* _Supplied material_:
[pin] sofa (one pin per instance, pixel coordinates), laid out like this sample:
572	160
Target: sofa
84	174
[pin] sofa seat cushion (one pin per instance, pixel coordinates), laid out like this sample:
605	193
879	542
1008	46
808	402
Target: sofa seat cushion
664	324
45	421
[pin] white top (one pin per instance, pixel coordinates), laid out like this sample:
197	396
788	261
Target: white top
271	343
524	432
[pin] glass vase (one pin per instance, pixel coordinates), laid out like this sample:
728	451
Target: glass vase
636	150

* * *

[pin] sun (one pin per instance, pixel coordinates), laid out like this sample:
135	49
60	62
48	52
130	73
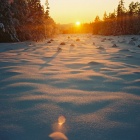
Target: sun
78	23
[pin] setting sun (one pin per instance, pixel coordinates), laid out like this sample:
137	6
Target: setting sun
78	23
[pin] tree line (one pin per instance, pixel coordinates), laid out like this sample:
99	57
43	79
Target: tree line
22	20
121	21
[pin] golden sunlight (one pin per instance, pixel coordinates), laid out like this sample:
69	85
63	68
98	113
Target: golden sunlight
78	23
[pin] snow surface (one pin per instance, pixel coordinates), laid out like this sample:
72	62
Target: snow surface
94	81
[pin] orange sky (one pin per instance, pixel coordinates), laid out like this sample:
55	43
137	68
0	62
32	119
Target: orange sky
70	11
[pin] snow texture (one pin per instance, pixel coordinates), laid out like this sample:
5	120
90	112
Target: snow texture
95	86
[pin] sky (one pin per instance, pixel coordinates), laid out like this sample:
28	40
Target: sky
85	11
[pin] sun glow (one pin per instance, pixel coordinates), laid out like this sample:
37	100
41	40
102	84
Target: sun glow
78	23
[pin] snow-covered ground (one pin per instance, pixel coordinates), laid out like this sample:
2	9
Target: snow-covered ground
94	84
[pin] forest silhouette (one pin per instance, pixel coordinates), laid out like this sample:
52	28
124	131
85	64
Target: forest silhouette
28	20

---

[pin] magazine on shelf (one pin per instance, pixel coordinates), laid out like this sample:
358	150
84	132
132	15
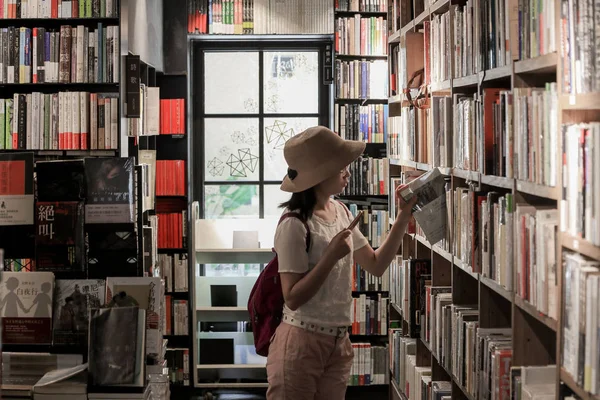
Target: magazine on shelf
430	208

* _Set exercise_: In how many rows of the items above does the string "line" appear, with case counting? Give only the number.

* _Result of this task_: 2